--- DATA TO PROCESS Enclosed Below ---

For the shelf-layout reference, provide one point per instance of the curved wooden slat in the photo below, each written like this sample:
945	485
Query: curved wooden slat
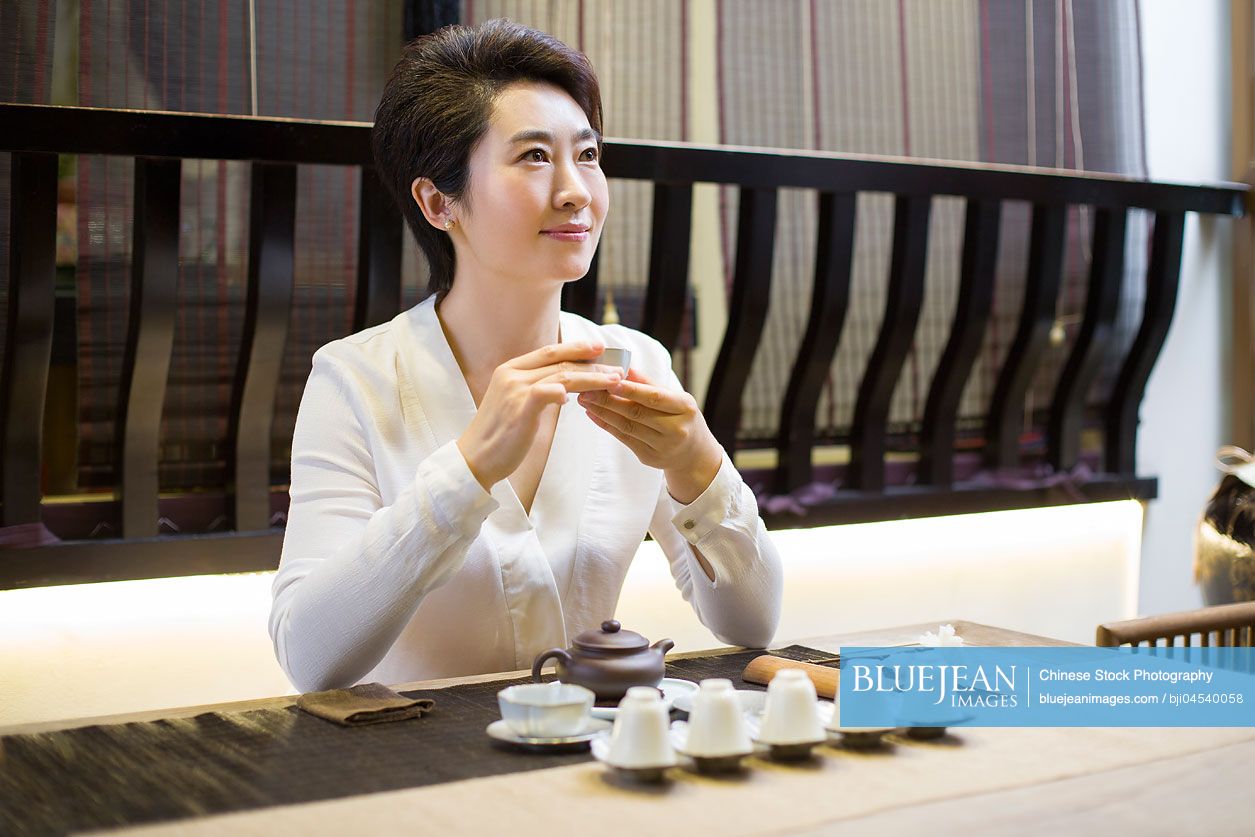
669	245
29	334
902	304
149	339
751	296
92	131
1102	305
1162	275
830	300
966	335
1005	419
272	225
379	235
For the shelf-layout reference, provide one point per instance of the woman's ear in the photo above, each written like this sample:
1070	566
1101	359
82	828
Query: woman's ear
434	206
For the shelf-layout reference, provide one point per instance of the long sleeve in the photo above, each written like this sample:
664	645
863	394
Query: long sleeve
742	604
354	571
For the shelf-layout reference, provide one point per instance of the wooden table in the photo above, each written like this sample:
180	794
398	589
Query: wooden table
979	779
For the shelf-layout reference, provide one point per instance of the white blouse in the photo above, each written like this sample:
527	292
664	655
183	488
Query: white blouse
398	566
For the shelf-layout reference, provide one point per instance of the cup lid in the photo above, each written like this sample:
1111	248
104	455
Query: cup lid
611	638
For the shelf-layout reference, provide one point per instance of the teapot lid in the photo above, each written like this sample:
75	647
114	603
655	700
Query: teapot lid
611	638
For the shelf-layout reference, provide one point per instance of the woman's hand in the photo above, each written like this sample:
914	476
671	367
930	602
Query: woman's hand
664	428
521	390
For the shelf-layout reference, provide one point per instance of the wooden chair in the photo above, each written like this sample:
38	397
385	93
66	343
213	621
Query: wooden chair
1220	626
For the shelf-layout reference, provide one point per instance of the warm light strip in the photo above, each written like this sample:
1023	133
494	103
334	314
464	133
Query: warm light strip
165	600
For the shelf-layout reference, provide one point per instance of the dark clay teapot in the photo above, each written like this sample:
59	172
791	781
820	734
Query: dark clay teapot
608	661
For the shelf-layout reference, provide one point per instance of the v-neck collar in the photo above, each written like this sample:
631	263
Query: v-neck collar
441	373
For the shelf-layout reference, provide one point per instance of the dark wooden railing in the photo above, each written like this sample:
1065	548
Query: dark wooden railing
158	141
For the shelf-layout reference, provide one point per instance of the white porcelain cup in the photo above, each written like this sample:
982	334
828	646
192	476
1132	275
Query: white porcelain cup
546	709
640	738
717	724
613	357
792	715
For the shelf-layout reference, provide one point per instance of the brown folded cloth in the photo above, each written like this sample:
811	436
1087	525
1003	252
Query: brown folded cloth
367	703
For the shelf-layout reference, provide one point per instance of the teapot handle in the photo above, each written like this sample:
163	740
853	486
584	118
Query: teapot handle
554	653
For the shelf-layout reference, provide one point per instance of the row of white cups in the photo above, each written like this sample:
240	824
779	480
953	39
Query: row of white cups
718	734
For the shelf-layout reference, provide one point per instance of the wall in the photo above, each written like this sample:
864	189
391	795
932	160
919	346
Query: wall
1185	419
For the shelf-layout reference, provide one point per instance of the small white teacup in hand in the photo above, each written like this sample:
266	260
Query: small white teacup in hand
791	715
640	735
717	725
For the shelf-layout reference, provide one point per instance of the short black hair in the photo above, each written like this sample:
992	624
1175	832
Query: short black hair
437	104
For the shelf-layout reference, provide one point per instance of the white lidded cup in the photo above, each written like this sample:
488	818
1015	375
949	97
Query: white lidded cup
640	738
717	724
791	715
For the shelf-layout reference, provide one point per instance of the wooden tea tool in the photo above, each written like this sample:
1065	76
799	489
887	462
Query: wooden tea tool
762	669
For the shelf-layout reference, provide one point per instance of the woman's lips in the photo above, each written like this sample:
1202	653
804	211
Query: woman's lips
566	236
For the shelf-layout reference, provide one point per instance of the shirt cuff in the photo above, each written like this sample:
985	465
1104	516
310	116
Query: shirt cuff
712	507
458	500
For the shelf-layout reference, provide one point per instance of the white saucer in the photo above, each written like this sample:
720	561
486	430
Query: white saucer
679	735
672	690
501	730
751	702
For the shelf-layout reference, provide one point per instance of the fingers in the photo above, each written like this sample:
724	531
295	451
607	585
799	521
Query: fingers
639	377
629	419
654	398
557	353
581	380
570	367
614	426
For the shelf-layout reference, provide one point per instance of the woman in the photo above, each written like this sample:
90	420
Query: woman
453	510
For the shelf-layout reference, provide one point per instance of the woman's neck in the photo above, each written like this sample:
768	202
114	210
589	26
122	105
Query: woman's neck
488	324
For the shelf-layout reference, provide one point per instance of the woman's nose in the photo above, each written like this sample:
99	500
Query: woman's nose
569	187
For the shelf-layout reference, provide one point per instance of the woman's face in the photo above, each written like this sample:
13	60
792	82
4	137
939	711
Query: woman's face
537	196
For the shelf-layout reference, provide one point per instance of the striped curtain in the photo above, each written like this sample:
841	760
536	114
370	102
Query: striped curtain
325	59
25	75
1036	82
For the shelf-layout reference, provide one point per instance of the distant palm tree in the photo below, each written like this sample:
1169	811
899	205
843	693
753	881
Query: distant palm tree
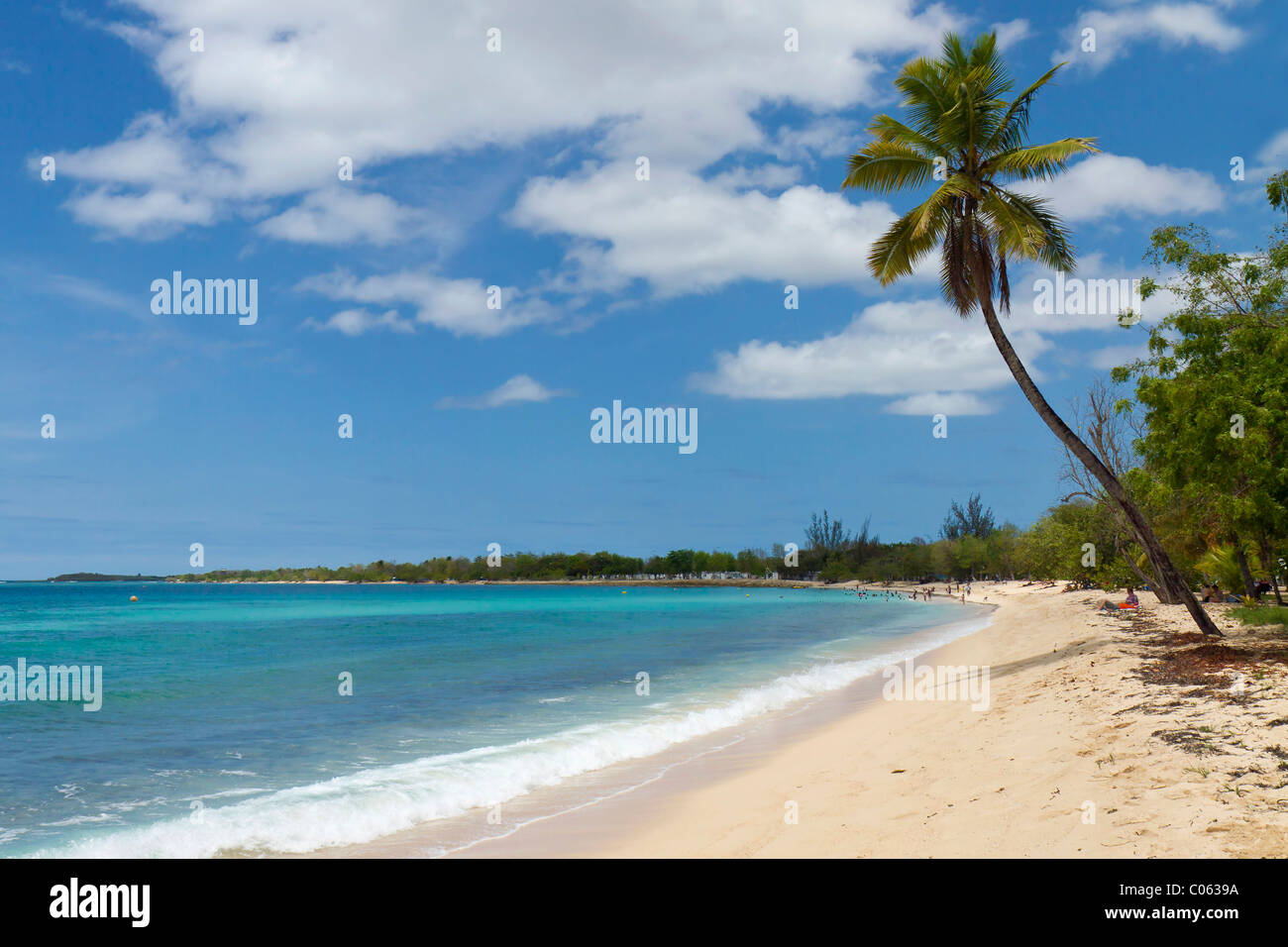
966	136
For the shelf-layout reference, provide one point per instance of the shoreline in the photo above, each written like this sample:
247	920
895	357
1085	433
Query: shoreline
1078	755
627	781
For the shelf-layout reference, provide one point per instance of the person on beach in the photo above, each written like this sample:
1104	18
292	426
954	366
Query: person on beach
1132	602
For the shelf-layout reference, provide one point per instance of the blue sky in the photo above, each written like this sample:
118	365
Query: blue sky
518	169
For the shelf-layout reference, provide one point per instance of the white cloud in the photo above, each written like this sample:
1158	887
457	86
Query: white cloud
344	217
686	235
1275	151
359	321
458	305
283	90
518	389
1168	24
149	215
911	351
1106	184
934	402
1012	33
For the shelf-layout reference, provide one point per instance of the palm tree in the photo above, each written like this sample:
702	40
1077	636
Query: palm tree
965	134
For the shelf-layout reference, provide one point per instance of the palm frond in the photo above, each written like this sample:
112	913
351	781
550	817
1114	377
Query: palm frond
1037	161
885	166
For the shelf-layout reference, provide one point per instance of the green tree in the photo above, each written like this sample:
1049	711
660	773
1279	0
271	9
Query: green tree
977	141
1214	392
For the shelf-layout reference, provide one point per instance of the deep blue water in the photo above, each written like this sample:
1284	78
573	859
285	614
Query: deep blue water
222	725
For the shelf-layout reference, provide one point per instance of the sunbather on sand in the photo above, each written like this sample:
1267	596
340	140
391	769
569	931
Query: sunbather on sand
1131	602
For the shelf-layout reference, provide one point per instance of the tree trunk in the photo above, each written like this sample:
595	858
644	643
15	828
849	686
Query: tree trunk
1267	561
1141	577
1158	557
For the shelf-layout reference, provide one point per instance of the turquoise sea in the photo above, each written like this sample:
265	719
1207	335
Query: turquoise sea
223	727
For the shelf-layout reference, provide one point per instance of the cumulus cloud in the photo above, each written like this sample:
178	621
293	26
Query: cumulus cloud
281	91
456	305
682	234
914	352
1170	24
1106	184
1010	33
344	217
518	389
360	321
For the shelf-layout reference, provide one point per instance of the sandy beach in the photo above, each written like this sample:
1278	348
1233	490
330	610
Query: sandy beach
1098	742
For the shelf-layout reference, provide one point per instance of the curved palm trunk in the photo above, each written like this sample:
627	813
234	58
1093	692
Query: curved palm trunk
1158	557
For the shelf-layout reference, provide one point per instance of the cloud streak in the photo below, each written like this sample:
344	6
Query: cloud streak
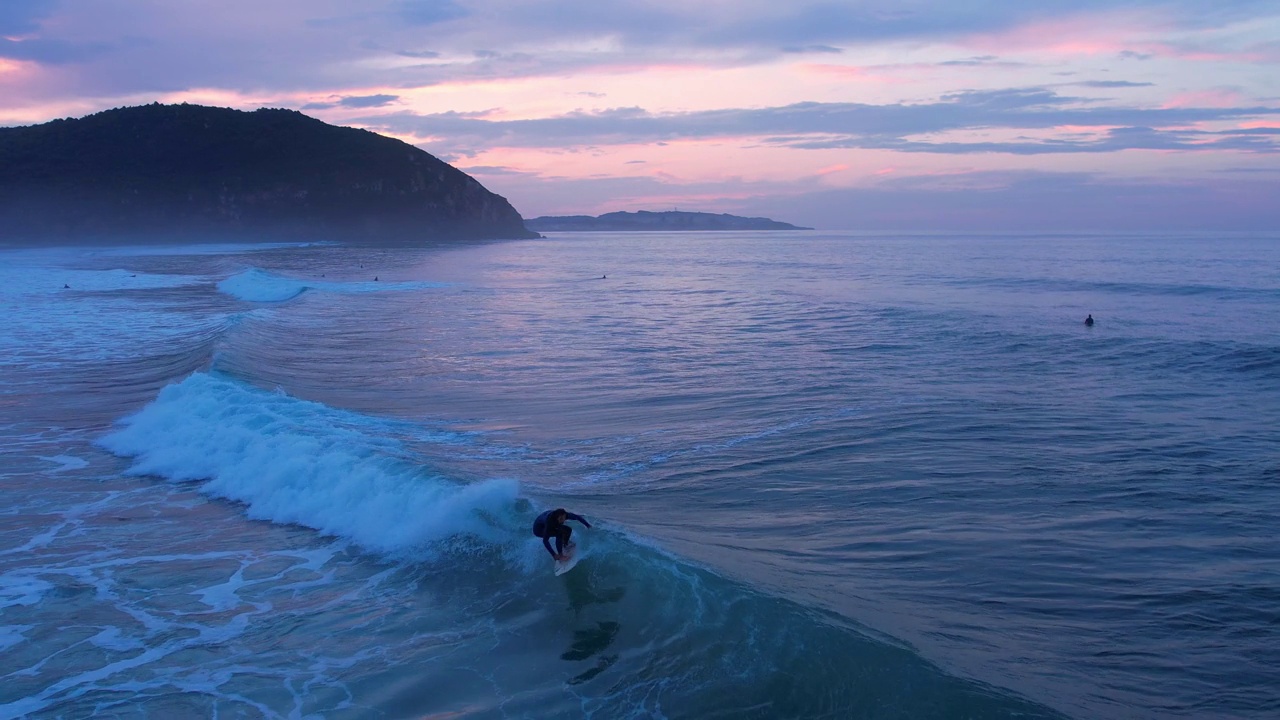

--- End of Enclosed DATA TO PROCESS ---

◆ WHAT IS REQUIRED ◆
Exactly as given, set down each line of the material, but include no pictures.

◆ ANSWER SECTION ◆
For the shelf-layout reference, provide one point per instance of the curved wooden slat in the photo below, each written like this sample:
945	485
Query: curved wooden slat
669	245
29	334
902	304
149	339
751	296
92	131
1102	305
1162	275
830	300
966	335
1005	419
272	225
379	235
For the shelf-layout reference, provide one point per instance of the woman's ear in the photo above, each written like this sample:
1070	566
1101	359
82	828
Query: woman's ear
434	206
For the shelf-layout reference, provide one point per instance of the long sleeve in the photo above, each written like this sample:
664	645
863	394
Query: long sleeve
742	604
354	571
For the shelf-layout reference, provide one point per instance of the wooden table in the photo above, each written like this sample:
180	794
398	589
Query: wooden table
979	779
For the shelf-layout reference, provide one point per instance of the white blouse in the photo above, each written like this sample:
527	292
664	655
183	488
Query: white blouse
398	566
For the shelf-layout reference, provide one point per instance of the cup lid in the photo above, each written like this sample:
1111	248
104	455
Query: cup lid
611	638
For the shelf-layout reference, provide one point per instance of the teapot lid in the photo above, each written like this sample:
75	647
114	603
655	700
Query: teapot lid
611	638
For the shelf-layout reference, provide one point per instance of the woman's hand in the photo above, each written like this sample:
914	476
671	367
930	602
Query: woman's hand
664	428
521	390
For the shelf-layout reference, provide one point per instance of the wooden chair in the photo above, each written like this sample:
38	397
385	93
66	343
213	621
Query: wooden chair
1220	626
For the shelf-layout reference, provide one point per instance of the warm light strip in the photo above, each written like this sample:
1023	133
494	103
334	314
464	133
Query: warm light strip
165	600
For the shelf-layout reference, provide one point per instance of the dark clay teapot in the photo above, each written like this sample:
59	172
791	781
820	734
Query: dark clay teapot
608	661
For the shelf-layout reference, provide one point per instance of the v-neck collar in the photo above, each written like this sample:
631	263
Query: v-neck collar
441	373
For the shelf-layout reference, provide one point per instance of the dark wooden railing in the photo above, each written like this sample:
1065	548
Query: dark wooden railing
158	141
For the shelf-layout reference, provide one point per instance of the white porcelain cup in the photo above, each written like this sample:
982	334
828	646
192	476
1132	275
Query: white porcelain cup
546	709
640	738
717	724
613	357
792	715
For the shelf-layout reference, provide one point per instance of the brown folded cloth in the photo above, each written like this sample:
811	436
1087	525
1003	252
Query: brown folded cloth
367	703
For the shelf-layout reference, provide one point per instance of the teapot handle in the photo above, each written like this sample:
163	740
853	486
584	118
Query: teapot handle
554	653
For the shelf-layout reference, provide one point per instance of the row of white cups in the photo above, each written like this sample:
240	824
779	480
953	39
Query: row of white cups
718	734
For the shelf-layout reference, provide one point per instance of the wall in the photo above, each written like this sample:
864	189
391	795
932	160
919	346
Query: wall
1185	419
For the shelf-layout reference, provide one point per instance of the small white teacup in hand in the photo above, each written like this sample:
266	260
Query: small white teacup in hand
791	715
640	735
717	725
For the shelf-layout reference, provide one point per instance of the short black hair in the photo above, each written like this sample:
992	624
1175	832
Query: short black hair
437	104
For the shelf-layout reference, provide one point per instance of the white lidded cup in the photo above, each written like this sample:
488	818
1015	375
949	97
Query: white lidded cup
640	738
717	724
791	715
For the shelf-layout reference, provide one point per instance of the wooden tea tool in the photo above, each written like this sample:
1065	76
799	489
887	462
Query: wooden tea tool
762	669
For the shelf-layout reference, provide one point per instance of the woman's lips in the photo above, each written like this sample:
1202	653
804	211
Query: woman's lips
566	236
For the shelf-layout reference, provide one point per instance of the shirt cuff in the photo above, each written like this sample:
985	465
1104	516
310	116
Query: shirt cuff
712	507
458	500
For the shelf-layout reference, provide one point per instance of the white saucer in the photo above, each written like this sample:
720	561
486	430
Query: white saucer
679	735
672	690
501	730
751	702
For the shelf-layout reference, provide one point per instance of the fingers in the photo above, each written like this sample:
724	531
295	451
607	585
799	521
Query: fingers
639	377
629	419
654	398
557	353
581	380
570	367
614	426
For the shelf-layout reference, provide one point per instance of the woman in the photo above, each written like this sample:
90	420
Query: woman
453	510
For the shelf-layout reference, provide one point per instance of the woman's neck in the photo above, each written like this sample:
768	202
114	210
589	26
122	105
Query: woman's neck
488	324
For the shelf-layout reference, provide one point per instance of the woman's nose in the photo above, each written like this sample:
99	500
Query: woman's nose
569	187
For the shelf-layout reference, provide one point per instance of the woman's face in the photo above, each written like this sample:
13	60
792	82
4	137
939	711
Query: woman's face
537	196
For the shelf-layout reference, provide one point per instance of the striped curtain in the photo above, each written like this sample:
841	760
536	114
370	102
Query: striped curtain
325	59
25	75
1036	82
For the shelf-layout reference, provide one point per instance of the distant palm tree in the photo below, each written like this sample:
1169	811
899	205
843	693
753	881
Query: distant palm tree
966	136
For the shelf-layout reference, provide one point per instance of the shoreline in the photo above, each written like this sample:
247	920
895	357
1085	433
Query: shoreline
1078	755
627	781
For the shelf-layout reference, provide one point per instance of the person on beach in the photo above, each written like this sample:
1104	18
292	426
954	366
Query: person on beach
1132	602
For the shelf-layout reference, provide one point per instance of the blue sky in the photo above, each written like this sample:
118	365
Query: blue sky
518	169
For the shelf-layout reference, provide one point per instance of the white cloud in the photo above, each written like this sample:
1158	887
457	86
Query: white cloud
344	217
686	235
1275	151
359	321
458	305
283	90
518	389
1168	24
149	215
911	351
1106	184
934	402
1012	33
For the shelf-layout reference, provide one point per instance of the palm tree in the photo above, each written like this sample:
702	40
1077	636
Query: palm tree
965	134
For the shelf-layout reference, provide one point per instance of the palm frond in the photo above, each written like this sample:
112	913
351	781
550	817
1114	377
Query: palm frond
1037	161
885	166
For the shelf-layout reference, provide one point per instance of the green tree in the photo above, each written like this sample:
1049	711
660	773
1279	0
271	9
Query: green tree
977	141
1214	392
For the shelf-layout reference, provide one point per instance of the deep blue water in the photo above, each written like this sample:
1284	78
573	859
285	614
Query: deep blue water
222	725
For the shelf-layout reference, provide one point per instance of the sunbather on sand in the photo above, each written like this sample:
1267	596
340	140
391	769
569	931
Query: sunbather on sand
1131	602
For the shelf-layout reference, provide one point per instance of the tree trunk in the photo above, each written like this sample:
595	858
644	643
15	828
849	686
Query: tree trunk
1267	561
1141	577
1158	557
For the shelf-layout reference, provide one point per instance of the turquoise sea in the photo above, each written like this sample:
265	719
1207	335
Query: turquoise sea
223	727
For the shelf-layout reference, provide one point per instance of the cumulus cloud in the photo above, each written like this sample:
178	621
293	26
Query: cumulus cloud
281	91
456	305
682	234
914	352
1170	24
1106	184
1010	33
344	217
518	389
360	321
For the shelf-layout reference, provide one point per instance of the sandy beach in the photo above, each written like this sample:
1278	348
1233	490
330	610
Query: sandy beach
1098	742
For the shelf-layout reference, provide one point per instance of the curved palm trunk in the photo above, each written like this sample:
627	813
234	58
1093	692
Query: curved palm trunk
1158	557
For the shelf-layout reference, provide one point per instance of the cloud streak in the photo below, each written like this sample:
344	6
Query: cloud streak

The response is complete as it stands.